### AIM OF THE TASK
Count the lines below that contain "currant". Answer with the number alone.

### Excerpts from a dataset
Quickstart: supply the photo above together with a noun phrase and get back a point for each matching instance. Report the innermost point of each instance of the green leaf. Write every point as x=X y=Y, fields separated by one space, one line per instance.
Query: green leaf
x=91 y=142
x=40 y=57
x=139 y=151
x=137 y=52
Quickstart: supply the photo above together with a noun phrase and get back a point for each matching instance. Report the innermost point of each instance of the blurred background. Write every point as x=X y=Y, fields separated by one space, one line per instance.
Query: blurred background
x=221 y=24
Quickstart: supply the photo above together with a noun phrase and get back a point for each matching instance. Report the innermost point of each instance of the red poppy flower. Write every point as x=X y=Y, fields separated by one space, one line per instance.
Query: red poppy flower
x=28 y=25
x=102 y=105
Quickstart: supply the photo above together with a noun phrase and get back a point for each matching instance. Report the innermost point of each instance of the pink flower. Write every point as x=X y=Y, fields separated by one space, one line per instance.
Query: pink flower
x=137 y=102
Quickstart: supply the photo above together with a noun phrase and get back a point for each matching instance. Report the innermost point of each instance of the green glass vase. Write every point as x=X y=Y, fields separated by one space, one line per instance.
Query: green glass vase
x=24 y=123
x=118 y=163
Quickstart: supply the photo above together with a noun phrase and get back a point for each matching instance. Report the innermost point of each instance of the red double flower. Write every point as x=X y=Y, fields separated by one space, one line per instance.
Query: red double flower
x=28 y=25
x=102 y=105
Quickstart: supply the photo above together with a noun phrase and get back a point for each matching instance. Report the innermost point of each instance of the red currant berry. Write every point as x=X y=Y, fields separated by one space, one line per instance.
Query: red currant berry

### TASK RESPONSE
2